**WHAT IS REQUIRED**.
From the passage about Old Annie, extract the portion starting at "When I was in" and ending at "suddenly she disappeared.", copying it word for word.

**SELECTED TEXT**.
When I was in my late ‘teens, I used to participate on certain weeknights in a ‘soup-run’ down to “Cardboard City” (as in those days we called it) on the Thames Embankment. Sometimes the soup was returned (not in quite the same form as you had handed it out, if you see what I mean). But there I met a woman who had very evidently fallen on “hard times”. Truth to tell she was dirty and dishevelled and appeared to have lost every semblance of self-respect. “Old Annie” was well known all right, but for all the wrong reasons. Then quite suddenly she disappeared.
Enquire as I might I couldn’t find her, although I must have visited every hostel for the poor and night shelter in that part of London. Then I had (what some refer to as) a stroke of luck and to cut a rather lengthy story short, I traced old Annie to St Luke’s hospital-home for the dying in Bayswater. (Indeed, on one of only two occasions that I visited Annie before she died, I was approached by a tall, striking in appearance and gracious lady, who, so I gathered in those days, was working there as an Almoner· and was seeking any available information on Annie’s next of kin etc. Many years later we were to meet again on the ‘inaugural platform’ of the British Psychosocial Oncology Society (BPOS), at King’s College, London and later, when I had the privilege of spending a few weeks working at St Christopher’s Hospice Sydenham, Kent. It was, of course, the late Dame Cicely Saunders, in those days a Lady Almoner** and before she embarked upon further study and training, to become a singularly distinguished consultant physician, who devoted her life and time to the UK Hospice Movement.

**PROVIDED DATA**.
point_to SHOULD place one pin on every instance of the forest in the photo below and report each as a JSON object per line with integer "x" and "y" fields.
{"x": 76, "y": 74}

**EXERCISE ANSWER**.
When I was in my late ‘teens, I used to participate on certain weeknights in a ‘soup-run’ down to “Cardboard City” (as in those days we called it) on the Thames Embankment. Sometimes the soup was returned (not in quite the same form as you had handed it out, if you see what I mean). But there I met a woman who had very evidently fallen on “hard times”. Truth to tell she was dirty and dishevelled and appeared to have lost every semblance of self-respect. “Old Annie” was well known all right, but for all the wrong reasons. Then quite suddenly she disappeared.